List every line below that contains the word "each", copying those lines in full.

___ Data shown ___

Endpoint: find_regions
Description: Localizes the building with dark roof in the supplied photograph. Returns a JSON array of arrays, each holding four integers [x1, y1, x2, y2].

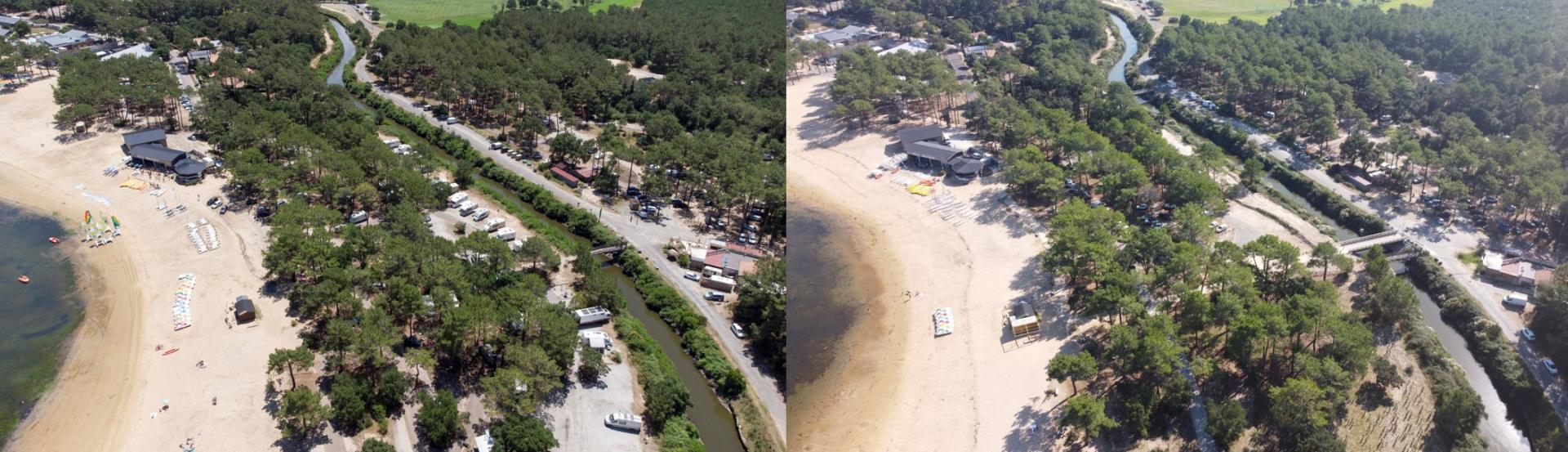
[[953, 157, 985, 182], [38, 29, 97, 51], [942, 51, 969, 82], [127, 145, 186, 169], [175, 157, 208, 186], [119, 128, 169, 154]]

___
___ Data shown ___

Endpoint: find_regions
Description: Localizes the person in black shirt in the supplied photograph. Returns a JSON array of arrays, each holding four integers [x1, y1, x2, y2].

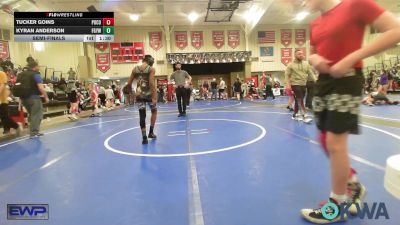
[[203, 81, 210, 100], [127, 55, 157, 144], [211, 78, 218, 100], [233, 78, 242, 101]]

___

**Task response:**
Description: Localizes the building with dark roof in the supplied photograph. Returns a JSON array of arrays, each holding four integers [x1, y1, x2, y2].
Description: Localizes the person in black shirt in the supplied photograph. Returns a JSON array of arrays, each holding four integers [x1, y1, x2, y2].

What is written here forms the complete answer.